Exercise a: Please list every person mentioned by name in the post about the new wire below.

··· Text block ···

As many of you know the wire used by KSCC at Okemo and Burke for years has been literally falling apart the last few seasons.
In another post here in Projects, John R. suggested we look at WD-1 or WD-1A.
This past fall SCCNH, in the person of Drew Young, generously offered me (KSCC) the unused wire (WD-1A) they had in storage. You may know SCCNH uses a similar wire at Ascutney. We gladly took them up on the offer and I departed Ascutney II with 2 reels (4k) of the steel core WD-1A and 2 reels (2 miles, each) of a copper core military surplus telegraph wire that is similar. Later last fall Drew found a 3rd partial reel of the WD-1A and i picked that up as well.
We (I mean I) decided KSCC would go with the steel core wire and offer a reel of the copper core to SCCV, whose current wire is about the same vintage as the old KSCC wire, but with about a fourth the abuse.
Plans are forming to put the new wire down at Okemo 1 a day or two ahead of that event to give us an opportunity to install drops for Okemo as well as mark and leave pieces of shrink on the wire approximately where the Burke drops should go. So far Sherm, Smokey and I are on board to do this and I think we could use a couple others (Paul?). I want to do it on a Thursday, but working people, like Sherm, need to do it starting early Friday.
In preparation, Sherm has been working on a new reel system to replace the old. The plan was to make it easier to handle than the current reel.
I have been working on a new deployment block. In the past, various things representing a turning block have been used including a carabiner. That seemed to work for the very flexible copper wire, but that would be extremely hard on a steel core wire. Having ruled out the otherwise fine large boat snatch blocks as unaffordable, I went off to design something from scratch.

··· Information supplied ···

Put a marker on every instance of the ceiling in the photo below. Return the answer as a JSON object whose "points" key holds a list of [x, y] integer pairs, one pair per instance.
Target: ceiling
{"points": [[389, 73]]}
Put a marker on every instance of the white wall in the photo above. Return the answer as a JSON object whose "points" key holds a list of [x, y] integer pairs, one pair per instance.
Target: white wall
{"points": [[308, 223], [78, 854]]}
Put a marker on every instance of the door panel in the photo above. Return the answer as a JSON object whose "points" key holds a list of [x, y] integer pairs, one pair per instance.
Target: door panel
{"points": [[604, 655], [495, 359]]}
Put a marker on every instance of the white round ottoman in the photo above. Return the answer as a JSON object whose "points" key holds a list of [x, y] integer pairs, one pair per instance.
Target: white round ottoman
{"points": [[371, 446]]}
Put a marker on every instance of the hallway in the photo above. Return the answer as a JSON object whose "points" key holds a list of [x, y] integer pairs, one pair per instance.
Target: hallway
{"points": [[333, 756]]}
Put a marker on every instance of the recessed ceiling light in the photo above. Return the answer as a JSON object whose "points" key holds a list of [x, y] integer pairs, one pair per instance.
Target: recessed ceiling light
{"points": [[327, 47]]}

···
··· Information supplied ···

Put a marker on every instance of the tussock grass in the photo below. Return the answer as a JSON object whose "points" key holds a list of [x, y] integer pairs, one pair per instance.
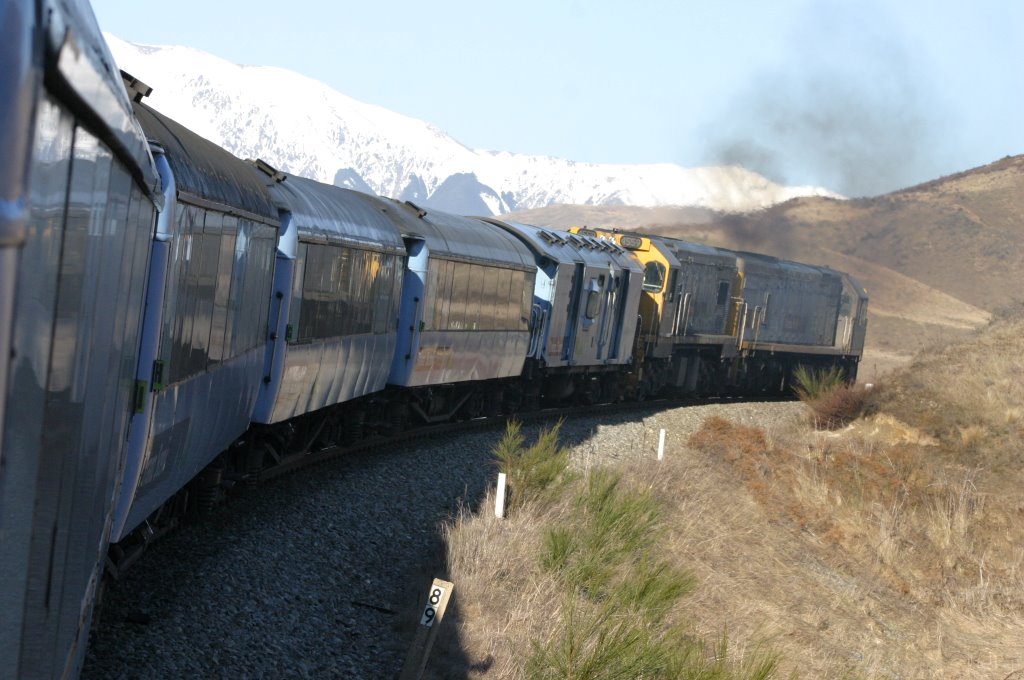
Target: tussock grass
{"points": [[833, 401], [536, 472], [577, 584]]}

···

Exercise b: Show each line of the rows above that contains the word "grass".

Complete output a: John R., Drew Young, Sherm, Smokey, Paul

Complete output b:
Put a marker on every instance of the tussock grass in the photo below. Return the answer as a JSON object whose "points" key holds a list of [x, y] integer pairs, one pair per instance.
Target: tussock grass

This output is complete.